_Article_
BEGIN

In an attempt to raise awareness and foster a deeper understanding of the green peacock, Wild China Film teamed up with college students in Beijing to present the stage play Peacock on the Tip of the Heart at Star Theaters last month.

The audience applauded wildly at the end of the play, and Xi Zhinong and Shi Lihong, founders of Wild China Film, who produce the play based on peacock protection, expressed their gratitude to these amateur actors who, passionate about wildlife, were willing to give so freely of their time.

Green peacocks [Photo by Xi Zhinong/Wild China Film]

Twenty years ago in Lancang River Basin in Yunnan province Xi captured some of the best photos taken of one of the most beautiful birds in China, the flying green peacock. In 2017 when Xi returned to the place where he filmed the green peacock, he was surprised to find that all traces of such birds were gone. So to save this beautiful species, Xi started work on protecting the green peacock, camera in hand.

According to a survey by the Kunming Institute of Zoology, part of the Chinese Academy of Sciences, fewer than 500 of the peacocks may still exist, and it has now become one of China's most endangered wildlife species, even rarer than the giant panda.

Xi has photographed countless rare wild animals, and he is determined to use the images to promote wildlife protection.

END

Dataset rows
BEGIN

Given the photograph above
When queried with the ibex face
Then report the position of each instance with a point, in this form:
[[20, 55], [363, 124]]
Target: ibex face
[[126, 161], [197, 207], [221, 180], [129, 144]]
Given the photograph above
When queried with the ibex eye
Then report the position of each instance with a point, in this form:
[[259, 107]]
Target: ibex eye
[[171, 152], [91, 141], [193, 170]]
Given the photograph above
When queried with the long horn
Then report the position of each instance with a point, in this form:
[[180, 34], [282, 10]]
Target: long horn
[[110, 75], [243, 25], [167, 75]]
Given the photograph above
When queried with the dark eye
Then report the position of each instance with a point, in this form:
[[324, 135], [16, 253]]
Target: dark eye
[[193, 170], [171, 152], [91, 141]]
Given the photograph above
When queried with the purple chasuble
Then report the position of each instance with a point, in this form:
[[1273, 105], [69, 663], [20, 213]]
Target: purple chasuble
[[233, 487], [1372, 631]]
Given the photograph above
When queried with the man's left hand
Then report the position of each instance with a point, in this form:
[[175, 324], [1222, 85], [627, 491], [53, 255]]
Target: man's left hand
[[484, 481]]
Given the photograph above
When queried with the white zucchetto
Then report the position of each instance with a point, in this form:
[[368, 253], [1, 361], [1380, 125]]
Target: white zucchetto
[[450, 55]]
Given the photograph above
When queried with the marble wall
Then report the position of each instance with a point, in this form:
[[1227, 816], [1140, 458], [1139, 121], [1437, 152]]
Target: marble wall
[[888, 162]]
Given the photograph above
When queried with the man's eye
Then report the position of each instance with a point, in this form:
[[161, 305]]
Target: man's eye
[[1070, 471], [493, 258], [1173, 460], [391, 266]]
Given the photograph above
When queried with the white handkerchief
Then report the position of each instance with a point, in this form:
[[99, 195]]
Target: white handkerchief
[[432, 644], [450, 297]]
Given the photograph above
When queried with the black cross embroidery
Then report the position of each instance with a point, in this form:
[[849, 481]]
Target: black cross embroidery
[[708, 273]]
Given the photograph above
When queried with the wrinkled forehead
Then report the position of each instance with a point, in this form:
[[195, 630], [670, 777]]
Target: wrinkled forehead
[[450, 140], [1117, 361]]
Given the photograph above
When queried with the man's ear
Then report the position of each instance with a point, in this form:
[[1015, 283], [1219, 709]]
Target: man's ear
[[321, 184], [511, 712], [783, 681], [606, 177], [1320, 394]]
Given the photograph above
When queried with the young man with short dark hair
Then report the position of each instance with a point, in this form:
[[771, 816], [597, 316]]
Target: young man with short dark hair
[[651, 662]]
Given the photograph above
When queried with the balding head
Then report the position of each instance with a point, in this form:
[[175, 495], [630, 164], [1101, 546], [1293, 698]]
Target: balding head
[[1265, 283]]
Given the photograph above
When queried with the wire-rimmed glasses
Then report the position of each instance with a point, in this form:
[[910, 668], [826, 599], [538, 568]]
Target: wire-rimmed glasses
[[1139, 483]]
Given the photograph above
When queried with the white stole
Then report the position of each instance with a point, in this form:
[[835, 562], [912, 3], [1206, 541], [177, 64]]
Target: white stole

END

_Exercises to complete_
1/ From the green peacock article, reproduce the passage that begins with the words containing "Green peacocks [Photo" and ends with "the giant panda.".
2/ In the green peacock article, how many green peacocks does the Kunming Institute of Zoology survey say may still exist?

_Solutions to each task_
1/
Green peacocks [Photo by Xi Zhinong/Wild China Film]

Twenty years ago in Lancang River Basin in Yunnan province Xi captured some of the best photos taken of one of the most beautiful birds in China, the flying green peacock. In 2017 when Xi returned to the place where he filmed the green peacock, he was surprised to find that all traces of such birds were gone. So to save this beautiful species, Xi started work on protecting the green peacock, camera in hand.

According to a survey by the Kunming Institute of Zoology, part of the Chinese Academy of Sciences, fewer than 500 of the peacocks may still exist, and it has now become one of China's most endangered wildlife species, even rarer than the giant panda.

2/ Fewer than 500.